Given passage:
____

No, not me: just everybody in Montreal, apparently. So I attach this article for your entertainment.
When I was in Montreal a few years ago (staying in residential neighborhood), one of my first thoughts was “How do these people get large items such as refrigerators in and out of their homes with no elevators or even internal non-spiral stairways?”
The answer apparently is “With a lot of difficulty.”


I know for a fact that pianos go in and out through windows. From around 1860 to 1920 anybody who was anybody had a piano in their apartment. All of those apartment buildings were made so that you could get a grand piano or upright piano in through the window.
In Dirk Gently’s Holistic Detective Agency the central character has a sofa stuck on his staircase,
These staircases are quite clear.
I don’t get it.
I’d heard that too, Mark. Actually, I asked sombody when I was there.
What I want to know is, how often did those pianos fall down on somebody’s head? If cartoons are any indication, there isn’t a single piano that DOESN’T crash down on somebody’s head.
Sometimes they just hang there ominously…
Bill – I am guessing that pianos fell a lot less often in real life than they did in movies.
With what we have been going through the past week – I just hope the first refrigerator works right after they get it into the apartment. (I have traced back and found out that our odd luck in the past several months – and constant having to redo things- plus the attacks of “the borrowers” and things disappearing, seems to have started just after Yom Kippur. I guess we were not written into the book of life for a good year. I hope it changes this fall.

____

Recorded data:
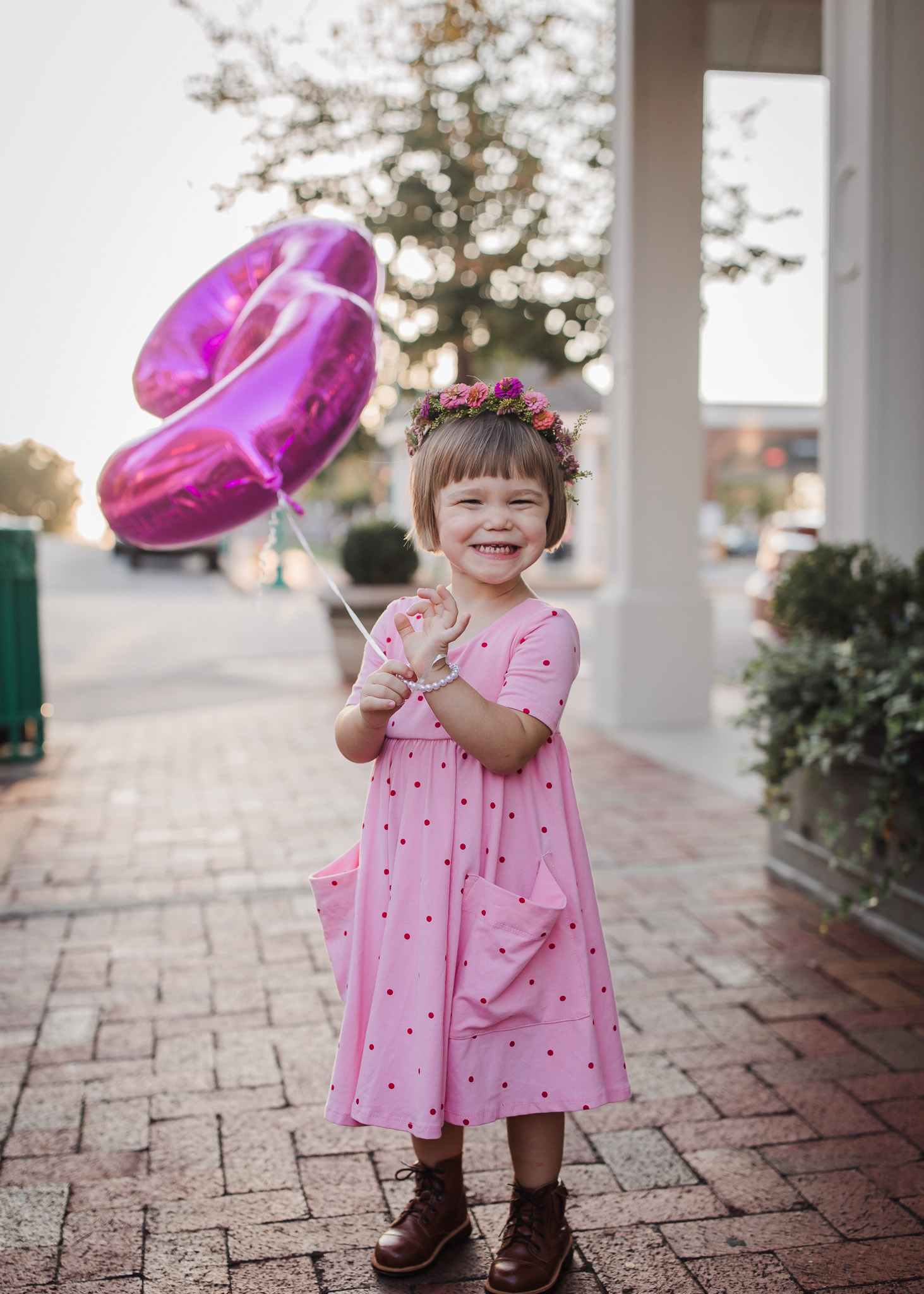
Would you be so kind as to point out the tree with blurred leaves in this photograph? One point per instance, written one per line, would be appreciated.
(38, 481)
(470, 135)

____

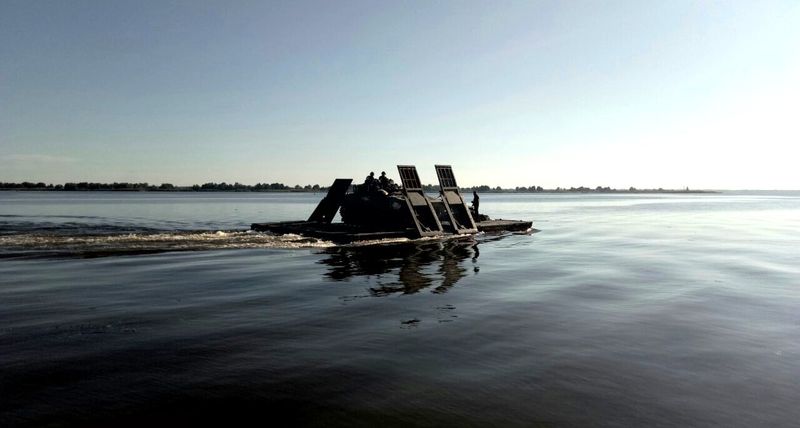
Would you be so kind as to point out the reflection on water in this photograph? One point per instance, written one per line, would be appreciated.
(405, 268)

____

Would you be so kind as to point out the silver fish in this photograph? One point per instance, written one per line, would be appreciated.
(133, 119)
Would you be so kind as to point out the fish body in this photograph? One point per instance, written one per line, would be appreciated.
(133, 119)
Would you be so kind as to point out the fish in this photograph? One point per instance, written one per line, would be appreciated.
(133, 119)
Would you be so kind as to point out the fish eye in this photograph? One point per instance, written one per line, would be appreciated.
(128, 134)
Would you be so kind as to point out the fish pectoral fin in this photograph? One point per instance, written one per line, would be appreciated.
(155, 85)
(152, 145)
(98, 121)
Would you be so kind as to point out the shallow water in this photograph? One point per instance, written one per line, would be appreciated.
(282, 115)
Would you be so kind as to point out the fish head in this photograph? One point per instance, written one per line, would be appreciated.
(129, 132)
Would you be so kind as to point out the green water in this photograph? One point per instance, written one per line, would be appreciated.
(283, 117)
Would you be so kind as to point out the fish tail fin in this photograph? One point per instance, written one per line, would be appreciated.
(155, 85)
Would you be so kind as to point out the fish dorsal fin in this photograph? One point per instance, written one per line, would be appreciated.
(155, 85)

____

What the exercise asks:
Reproduce the part of the Montreal stairways text between "Sometimes they just" and "changes this fall.", inclusive.

Task output:
Sometimes they just hang there ominously…
Bill – I am guessing that pianos fell a lot less often in real life than they did in movies.
With what we have been going through the past week – I just hope the first refrigerator works right after they get it into the apartment. (I have traced back and found out that our odd luck in the past several months – and constant having to redo things- plus the attacks of “the borrowers” and things disappearing, seems to have started just after Yom Kippur. I guess we were not written into the book of life for a good year. I hope it changes this fall.